STUDY MATERIAL:
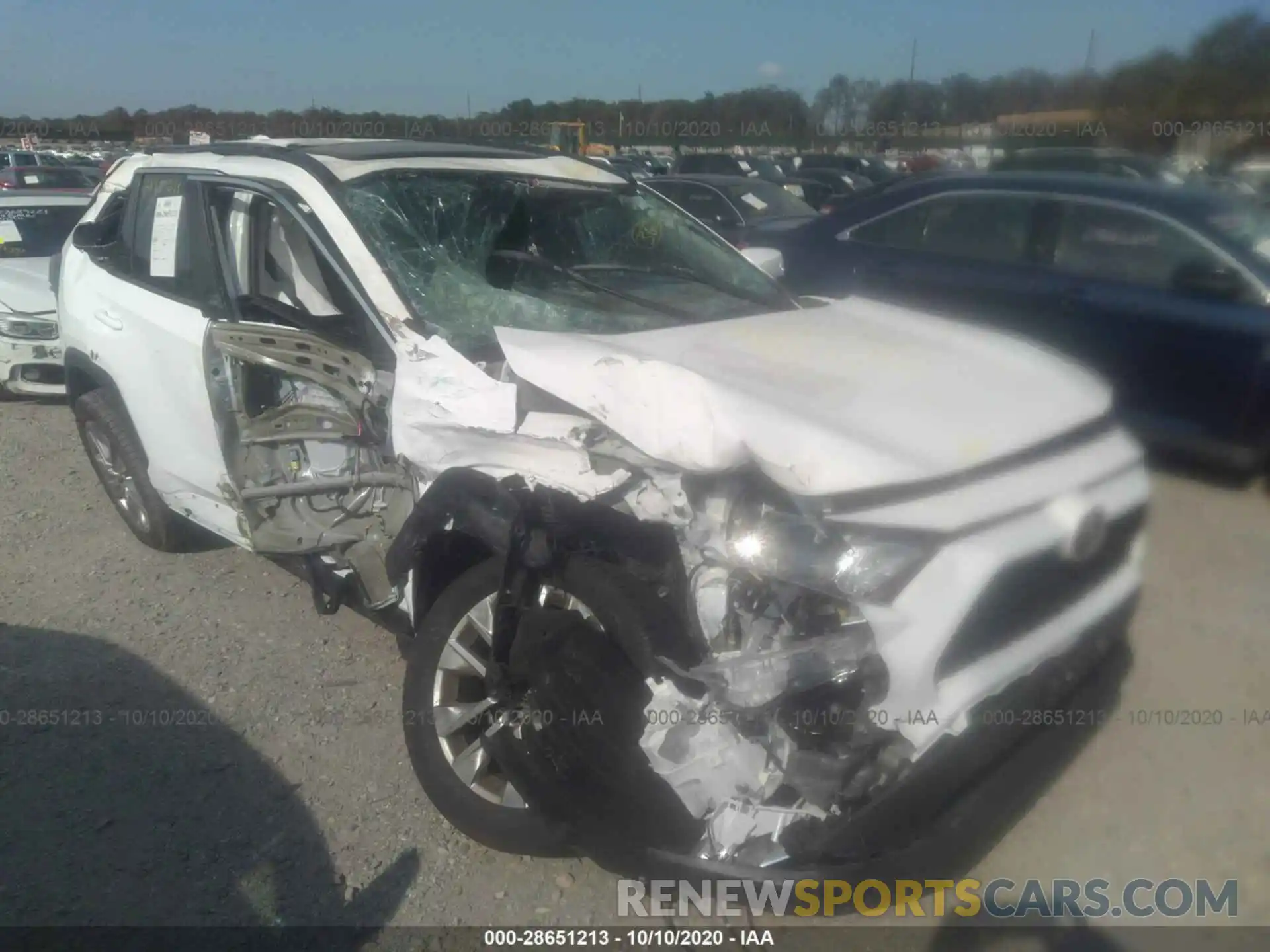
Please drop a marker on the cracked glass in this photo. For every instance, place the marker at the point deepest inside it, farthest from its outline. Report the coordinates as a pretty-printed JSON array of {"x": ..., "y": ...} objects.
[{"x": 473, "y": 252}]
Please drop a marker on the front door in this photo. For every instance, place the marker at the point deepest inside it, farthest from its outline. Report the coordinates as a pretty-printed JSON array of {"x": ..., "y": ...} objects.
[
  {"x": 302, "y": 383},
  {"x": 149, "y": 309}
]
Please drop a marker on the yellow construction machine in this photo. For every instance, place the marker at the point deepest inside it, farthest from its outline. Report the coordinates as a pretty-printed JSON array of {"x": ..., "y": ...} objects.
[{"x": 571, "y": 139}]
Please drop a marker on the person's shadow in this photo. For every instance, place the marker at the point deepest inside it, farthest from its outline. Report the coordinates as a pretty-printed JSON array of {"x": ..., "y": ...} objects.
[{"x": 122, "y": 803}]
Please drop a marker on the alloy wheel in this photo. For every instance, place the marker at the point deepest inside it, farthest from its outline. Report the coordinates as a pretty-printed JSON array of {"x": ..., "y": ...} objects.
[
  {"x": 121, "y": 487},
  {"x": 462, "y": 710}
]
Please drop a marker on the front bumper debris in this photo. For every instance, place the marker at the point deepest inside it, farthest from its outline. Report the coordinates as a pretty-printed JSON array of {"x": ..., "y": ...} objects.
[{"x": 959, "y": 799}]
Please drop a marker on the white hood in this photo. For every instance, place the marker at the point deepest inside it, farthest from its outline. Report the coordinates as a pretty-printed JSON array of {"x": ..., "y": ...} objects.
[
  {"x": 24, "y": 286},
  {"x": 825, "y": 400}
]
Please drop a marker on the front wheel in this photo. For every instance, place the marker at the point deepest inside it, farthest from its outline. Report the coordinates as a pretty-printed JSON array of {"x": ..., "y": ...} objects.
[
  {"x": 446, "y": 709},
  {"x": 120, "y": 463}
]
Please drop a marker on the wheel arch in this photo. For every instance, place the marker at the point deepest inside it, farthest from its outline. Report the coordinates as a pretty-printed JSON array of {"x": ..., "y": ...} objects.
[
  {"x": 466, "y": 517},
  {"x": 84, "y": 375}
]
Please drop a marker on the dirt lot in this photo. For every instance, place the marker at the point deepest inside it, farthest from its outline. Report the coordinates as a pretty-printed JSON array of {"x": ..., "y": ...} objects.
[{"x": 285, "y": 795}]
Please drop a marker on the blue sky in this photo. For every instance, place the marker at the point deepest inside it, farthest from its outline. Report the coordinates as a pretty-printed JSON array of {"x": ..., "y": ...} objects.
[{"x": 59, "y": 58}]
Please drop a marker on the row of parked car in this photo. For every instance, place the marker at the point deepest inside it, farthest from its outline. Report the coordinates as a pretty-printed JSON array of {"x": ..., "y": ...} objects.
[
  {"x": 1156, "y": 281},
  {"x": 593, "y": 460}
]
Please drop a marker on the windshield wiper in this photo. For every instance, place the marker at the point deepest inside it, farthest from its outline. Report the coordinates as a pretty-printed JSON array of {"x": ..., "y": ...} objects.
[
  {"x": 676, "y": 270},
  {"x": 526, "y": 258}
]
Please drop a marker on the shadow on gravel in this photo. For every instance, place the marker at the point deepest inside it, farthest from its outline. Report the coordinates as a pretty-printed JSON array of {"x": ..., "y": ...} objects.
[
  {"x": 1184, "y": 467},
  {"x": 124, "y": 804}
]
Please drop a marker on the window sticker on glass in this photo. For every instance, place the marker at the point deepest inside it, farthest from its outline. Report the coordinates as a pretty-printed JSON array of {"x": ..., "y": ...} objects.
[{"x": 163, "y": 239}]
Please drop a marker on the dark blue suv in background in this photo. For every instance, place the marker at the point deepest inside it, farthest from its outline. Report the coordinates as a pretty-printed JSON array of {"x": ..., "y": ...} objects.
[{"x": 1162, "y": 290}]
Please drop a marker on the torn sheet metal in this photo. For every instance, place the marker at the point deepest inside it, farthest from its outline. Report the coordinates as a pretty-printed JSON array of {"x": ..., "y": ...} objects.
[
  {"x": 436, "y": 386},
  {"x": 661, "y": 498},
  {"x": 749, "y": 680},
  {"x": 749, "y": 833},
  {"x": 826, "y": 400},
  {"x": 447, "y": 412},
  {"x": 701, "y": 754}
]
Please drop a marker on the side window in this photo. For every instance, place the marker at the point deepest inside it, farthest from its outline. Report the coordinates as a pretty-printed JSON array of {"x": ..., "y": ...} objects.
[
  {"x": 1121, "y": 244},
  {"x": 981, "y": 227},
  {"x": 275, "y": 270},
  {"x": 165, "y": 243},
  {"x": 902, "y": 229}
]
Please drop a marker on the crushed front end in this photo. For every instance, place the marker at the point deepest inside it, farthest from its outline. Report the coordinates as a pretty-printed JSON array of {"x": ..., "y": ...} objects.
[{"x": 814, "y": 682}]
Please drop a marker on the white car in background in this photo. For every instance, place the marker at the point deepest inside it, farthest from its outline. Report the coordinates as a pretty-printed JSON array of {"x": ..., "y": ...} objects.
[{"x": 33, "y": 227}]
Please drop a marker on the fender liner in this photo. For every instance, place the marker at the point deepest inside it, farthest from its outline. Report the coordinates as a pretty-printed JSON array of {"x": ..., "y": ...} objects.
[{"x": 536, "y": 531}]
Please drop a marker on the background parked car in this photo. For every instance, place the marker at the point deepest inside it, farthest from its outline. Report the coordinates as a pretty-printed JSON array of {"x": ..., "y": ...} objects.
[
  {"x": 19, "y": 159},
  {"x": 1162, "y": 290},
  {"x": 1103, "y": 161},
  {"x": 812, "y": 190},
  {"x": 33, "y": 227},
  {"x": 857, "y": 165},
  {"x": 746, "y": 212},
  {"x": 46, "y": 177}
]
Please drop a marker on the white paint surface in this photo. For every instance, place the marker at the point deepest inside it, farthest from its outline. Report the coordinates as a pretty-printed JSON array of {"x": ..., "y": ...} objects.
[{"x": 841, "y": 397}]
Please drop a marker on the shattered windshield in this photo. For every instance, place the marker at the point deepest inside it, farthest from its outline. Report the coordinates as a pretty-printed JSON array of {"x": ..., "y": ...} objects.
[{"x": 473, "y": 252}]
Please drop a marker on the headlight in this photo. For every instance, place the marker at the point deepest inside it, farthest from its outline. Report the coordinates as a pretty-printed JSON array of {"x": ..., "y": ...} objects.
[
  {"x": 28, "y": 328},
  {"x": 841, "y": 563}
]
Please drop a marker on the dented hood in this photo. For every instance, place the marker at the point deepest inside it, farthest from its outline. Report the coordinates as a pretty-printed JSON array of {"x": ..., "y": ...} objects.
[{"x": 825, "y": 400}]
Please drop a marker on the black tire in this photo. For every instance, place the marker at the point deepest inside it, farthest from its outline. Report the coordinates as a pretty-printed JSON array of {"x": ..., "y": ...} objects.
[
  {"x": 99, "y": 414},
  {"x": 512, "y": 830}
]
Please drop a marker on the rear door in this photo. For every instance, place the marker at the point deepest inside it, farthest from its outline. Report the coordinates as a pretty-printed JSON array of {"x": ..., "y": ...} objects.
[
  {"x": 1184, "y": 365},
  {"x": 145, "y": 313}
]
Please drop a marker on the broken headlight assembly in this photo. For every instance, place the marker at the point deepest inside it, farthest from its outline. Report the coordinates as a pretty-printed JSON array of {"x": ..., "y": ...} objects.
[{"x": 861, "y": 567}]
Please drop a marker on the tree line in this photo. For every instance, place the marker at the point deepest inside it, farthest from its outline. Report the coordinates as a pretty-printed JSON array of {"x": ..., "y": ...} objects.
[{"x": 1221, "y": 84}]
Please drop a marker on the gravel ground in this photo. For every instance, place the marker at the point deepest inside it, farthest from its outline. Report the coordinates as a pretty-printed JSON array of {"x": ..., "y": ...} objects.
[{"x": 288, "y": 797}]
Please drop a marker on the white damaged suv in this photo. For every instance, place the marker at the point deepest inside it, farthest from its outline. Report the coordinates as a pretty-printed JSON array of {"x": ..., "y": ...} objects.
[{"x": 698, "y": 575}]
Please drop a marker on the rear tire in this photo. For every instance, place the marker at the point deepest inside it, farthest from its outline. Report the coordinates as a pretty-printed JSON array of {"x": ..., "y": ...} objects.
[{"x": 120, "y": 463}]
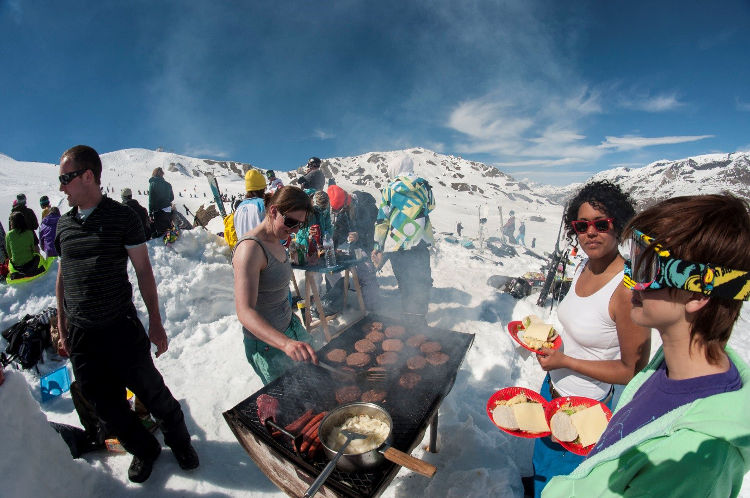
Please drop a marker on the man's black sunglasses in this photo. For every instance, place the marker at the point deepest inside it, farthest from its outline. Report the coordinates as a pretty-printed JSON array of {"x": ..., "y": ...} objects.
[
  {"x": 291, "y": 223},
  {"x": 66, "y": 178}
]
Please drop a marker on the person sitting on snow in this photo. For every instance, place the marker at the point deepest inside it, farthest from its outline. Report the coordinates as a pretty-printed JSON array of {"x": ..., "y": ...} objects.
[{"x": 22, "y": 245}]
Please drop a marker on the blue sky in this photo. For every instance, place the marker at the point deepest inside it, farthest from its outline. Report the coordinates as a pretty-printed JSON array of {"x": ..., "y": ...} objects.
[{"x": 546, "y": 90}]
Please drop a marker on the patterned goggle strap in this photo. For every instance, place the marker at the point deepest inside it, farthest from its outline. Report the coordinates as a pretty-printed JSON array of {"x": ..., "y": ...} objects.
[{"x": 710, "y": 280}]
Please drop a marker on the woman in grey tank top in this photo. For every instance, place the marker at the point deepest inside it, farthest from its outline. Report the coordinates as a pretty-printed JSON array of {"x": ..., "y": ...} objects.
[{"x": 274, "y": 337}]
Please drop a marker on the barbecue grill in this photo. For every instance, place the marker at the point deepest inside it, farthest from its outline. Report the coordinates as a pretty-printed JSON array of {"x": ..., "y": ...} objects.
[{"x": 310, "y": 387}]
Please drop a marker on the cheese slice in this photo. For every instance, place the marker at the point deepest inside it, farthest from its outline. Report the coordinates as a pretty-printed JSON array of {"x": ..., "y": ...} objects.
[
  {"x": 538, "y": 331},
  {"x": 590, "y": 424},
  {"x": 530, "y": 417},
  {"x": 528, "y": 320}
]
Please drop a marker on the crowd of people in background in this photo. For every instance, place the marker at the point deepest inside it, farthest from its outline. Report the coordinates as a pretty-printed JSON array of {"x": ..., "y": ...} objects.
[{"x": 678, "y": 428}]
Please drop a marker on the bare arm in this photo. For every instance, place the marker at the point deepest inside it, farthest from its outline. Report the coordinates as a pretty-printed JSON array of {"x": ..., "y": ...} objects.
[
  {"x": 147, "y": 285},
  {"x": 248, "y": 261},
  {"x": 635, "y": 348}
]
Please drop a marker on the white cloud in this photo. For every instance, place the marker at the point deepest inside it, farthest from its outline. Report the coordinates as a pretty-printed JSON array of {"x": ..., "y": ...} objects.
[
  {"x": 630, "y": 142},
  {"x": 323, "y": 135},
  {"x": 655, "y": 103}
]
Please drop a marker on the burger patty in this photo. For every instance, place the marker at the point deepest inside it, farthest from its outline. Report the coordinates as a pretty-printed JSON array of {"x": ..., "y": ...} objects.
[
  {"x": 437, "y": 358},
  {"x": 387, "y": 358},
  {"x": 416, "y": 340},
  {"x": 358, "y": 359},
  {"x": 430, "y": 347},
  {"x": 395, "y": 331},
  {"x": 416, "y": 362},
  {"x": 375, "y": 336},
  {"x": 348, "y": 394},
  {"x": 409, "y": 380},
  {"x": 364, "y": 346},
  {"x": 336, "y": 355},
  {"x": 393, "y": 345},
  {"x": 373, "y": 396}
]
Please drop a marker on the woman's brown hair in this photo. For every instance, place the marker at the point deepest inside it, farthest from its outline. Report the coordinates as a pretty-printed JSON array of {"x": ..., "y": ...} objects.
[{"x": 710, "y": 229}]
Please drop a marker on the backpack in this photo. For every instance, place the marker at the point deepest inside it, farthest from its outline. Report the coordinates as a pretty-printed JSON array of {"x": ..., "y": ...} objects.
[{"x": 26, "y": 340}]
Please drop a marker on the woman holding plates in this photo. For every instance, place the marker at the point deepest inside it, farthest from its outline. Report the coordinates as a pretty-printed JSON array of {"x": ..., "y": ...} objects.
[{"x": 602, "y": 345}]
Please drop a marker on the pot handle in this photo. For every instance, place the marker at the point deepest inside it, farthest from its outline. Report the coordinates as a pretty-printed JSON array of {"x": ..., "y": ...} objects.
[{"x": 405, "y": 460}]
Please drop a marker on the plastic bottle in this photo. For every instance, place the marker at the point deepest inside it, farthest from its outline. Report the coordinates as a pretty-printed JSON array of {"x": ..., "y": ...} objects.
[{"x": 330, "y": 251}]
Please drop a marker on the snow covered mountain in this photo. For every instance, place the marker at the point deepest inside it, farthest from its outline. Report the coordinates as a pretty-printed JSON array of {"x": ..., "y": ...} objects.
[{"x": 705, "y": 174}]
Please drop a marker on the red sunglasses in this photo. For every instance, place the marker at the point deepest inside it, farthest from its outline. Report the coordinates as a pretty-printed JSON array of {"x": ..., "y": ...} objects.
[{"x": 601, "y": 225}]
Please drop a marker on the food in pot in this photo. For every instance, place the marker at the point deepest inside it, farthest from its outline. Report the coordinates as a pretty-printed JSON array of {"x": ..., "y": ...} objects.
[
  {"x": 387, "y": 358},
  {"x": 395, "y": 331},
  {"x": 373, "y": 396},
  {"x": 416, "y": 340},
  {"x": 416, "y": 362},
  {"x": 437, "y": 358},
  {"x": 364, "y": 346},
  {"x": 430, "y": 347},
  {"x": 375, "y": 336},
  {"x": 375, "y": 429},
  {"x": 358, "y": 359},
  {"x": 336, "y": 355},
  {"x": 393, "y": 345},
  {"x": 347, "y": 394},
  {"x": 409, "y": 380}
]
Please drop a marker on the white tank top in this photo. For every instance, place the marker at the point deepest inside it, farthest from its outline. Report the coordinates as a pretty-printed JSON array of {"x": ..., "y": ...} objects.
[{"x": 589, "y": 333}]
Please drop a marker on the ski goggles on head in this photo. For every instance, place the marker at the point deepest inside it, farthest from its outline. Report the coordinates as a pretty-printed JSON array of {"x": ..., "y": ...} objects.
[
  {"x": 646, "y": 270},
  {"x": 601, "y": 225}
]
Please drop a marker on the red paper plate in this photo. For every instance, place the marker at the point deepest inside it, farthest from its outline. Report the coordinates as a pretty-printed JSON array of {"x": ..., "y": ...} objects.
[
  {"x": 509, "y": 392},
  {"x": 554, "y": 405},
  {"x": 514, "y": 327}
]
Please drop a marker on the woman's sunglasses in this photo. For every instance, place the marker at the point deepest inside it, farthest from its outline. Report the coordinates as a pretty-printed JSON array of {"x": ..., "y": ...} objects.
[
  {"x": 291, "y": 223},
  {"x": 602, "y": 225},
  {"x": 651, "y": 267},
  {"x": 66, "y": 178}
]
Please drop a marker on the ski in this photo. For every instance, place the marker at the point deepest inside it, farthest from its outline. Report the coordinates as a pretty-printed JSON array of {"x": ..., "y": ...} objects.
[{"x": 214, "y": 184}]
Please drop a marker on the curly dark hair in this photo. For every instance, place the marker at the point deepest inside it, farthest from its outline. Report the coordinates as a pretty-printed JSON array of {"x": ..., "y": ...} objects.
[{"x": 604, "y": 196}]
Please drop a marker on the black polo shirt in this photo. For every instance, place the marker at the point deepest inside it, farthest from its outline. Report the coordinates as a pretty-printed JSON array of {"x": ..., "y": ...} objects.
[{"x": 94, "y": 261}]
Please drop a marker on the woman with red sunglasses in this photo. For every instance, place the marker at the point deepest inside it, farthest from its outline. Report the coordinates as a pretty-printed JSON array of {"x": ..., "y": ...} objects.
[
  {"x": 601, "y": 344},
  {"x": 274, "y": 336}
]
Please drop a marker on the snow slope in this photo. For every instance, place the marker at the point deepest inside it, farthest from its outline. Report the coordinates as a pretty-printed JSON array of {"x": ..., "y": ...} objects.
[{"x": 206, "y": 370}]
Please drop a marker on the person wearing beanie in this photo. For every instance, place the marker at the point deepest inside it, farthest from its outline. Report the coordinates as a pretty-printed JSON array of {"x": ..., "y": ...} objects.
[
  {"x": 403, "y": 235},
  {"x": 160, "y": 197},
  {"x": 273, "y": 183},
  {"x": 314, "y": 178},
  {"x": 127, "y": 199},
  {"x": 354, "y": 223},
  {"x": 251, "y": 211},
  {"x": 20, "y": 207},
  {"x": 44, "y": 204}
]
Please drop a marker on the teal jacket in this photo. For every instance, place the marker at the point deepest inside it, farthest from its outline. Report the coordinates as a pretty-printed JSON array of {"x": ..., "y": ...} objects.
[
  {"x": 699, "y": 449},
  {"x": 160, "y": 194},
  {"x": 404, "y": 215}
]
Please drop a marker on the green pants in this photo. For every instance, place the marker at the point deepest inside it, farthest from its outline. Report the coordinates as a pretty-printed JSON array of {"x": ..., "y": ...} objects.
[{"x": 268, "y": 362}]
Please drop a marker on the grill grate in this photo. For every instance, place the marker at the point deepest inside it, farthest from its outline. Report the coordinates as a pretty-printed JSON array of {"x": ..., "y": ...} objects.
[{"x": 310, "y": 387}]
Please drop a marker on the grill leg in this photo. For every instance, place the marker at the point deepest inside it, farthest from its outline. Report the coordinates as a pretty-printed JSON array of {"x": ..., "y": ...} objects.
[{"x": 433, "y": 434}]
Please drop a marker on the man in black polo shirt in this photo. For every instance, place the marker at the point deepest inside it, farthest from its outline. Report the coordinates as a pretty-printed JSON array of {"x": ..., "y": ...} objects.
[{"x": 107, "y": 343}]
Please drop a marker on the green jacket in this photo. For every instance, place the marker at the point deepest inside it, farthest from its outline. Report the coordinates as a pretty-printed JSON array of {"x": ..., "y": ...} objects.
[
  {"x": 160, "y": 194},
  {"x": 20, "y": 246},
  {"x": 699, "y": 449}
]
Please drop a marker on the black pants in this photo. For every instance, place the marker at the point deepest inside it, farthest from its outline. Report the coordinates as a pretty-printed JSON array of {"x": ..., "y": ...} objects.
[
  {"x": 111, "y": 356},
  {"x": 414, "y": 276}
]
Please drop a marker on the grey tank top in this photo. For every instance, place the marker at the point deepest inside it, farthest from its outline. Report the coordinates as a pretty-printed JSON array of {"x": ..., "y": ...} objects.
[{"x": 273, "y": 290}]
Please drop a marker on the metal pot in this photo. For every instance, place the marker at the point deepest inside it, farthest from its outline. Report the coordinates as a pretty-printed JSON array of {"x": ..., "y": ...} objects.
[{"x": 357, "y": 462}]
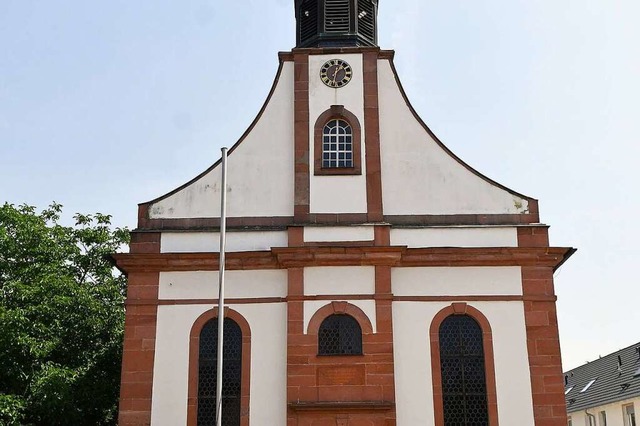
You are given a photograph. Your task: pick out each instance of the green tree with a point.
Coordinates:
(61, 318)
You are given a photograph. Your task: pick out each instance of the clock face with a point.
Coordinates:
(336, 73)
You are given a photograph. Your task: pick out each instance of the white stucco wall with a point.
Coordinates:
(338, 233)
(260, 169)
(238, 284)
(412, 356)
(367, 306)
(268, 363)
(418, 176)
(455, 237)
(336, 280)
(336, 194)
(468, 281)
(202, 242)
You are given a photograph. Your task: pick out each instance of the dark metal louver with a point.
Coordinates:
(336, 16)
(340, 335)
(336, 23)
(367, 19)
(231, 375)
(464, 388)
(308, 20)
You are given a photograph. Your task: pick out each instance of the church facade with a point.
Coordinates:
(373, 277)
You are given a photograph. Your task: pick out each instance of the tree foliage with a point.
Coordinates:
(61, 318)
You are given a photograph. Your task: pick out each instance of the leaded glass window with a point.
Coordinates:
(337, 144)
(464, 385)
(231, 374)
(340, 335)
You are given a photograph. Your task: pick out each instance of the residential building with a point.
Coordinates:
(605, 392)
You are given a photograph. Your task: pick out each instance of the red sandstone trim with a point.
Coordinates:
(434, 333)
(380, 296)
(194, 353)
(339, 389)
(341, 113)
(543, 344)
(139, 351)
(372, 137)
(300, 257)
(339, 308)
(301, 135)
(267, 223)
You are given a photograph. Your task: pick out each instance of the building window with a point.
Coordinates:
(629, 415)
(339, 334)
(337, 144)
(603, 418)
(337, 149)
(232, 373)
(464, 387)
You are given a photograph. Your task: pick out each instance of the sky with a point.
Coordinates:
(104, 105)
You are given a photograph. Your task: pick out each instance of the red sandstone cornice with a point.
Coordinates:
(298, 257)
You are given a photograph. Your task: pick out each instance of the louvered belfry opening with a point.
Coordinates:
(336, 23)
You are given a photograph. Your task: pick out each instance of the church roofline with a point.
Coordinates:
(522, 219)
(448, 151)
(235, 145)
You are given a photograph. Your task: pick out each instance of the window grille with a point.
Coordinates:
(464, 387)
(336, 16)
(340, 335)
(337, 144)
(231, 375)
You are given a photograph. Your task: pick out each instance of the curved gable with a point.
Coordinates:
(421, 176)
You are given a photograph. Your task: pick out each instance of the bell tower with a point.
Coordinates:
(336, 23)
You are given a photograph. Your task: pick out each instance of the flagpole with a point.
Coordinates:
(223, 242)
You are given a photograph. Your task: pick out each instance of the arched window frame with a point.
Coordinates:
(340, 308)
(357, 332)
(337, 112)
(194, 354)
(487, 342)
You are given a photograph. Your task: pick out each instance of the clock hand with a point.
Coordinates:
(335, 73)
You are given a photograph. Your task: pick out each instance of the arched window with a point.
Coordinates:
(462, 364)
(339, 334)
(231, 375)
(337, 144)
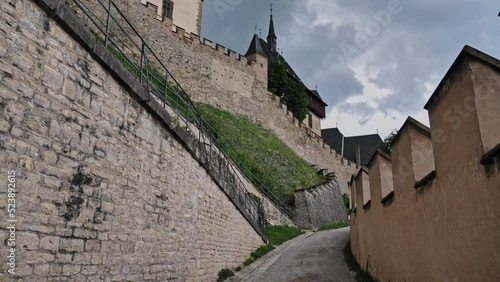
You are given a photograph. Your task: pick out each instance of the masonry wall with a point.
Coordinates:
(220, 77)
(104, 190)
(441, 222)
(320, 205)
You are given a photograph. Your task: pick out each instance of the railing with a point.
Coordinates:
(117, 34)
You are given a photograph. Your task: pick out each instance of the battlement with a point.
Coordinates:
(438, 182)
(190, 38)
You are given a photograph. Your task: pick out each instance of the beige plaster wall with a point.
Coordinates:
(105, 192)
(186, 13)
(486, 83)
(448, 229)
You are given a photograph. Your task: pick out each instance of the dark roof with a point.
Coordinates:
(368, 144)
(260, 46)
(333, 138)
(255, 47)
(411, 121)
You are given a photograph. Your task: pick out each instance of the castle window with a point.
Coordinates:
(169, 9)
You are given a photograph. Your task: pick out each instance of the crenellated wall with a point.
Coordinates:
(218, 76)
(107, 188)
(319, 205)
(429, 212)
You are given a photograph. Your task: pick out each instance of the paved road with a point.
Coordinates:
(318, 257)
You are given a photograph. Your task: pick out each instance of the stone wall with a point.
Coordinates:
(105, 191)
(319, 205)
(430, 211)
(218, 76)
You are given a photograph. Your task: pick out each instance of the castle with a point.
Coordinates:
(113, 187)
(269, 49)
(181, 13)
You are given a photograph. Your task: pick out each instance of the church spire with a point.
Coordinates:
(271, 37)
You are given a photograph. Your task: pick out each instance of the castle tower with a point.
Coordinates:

WHAT IS NEEDED: Please write out, exactly as they appear above, only the lines in the stretch from the line with "glass window with a point." through the line with "trim with a point.".

RESULT BELOW:
You are given a photograph. Your task: pick out each instance of the leaded glass window with a point.
Coordinates:
(337, 144)
(464, 385)
(231, 374)
(340, 335)
You are given a photograph. Your task: pick out each instance of the residential building with a point.
Coordinates:
(605, 392)
You are given a photograph. Your task: pick out each instance of the red sandstone trim with a point.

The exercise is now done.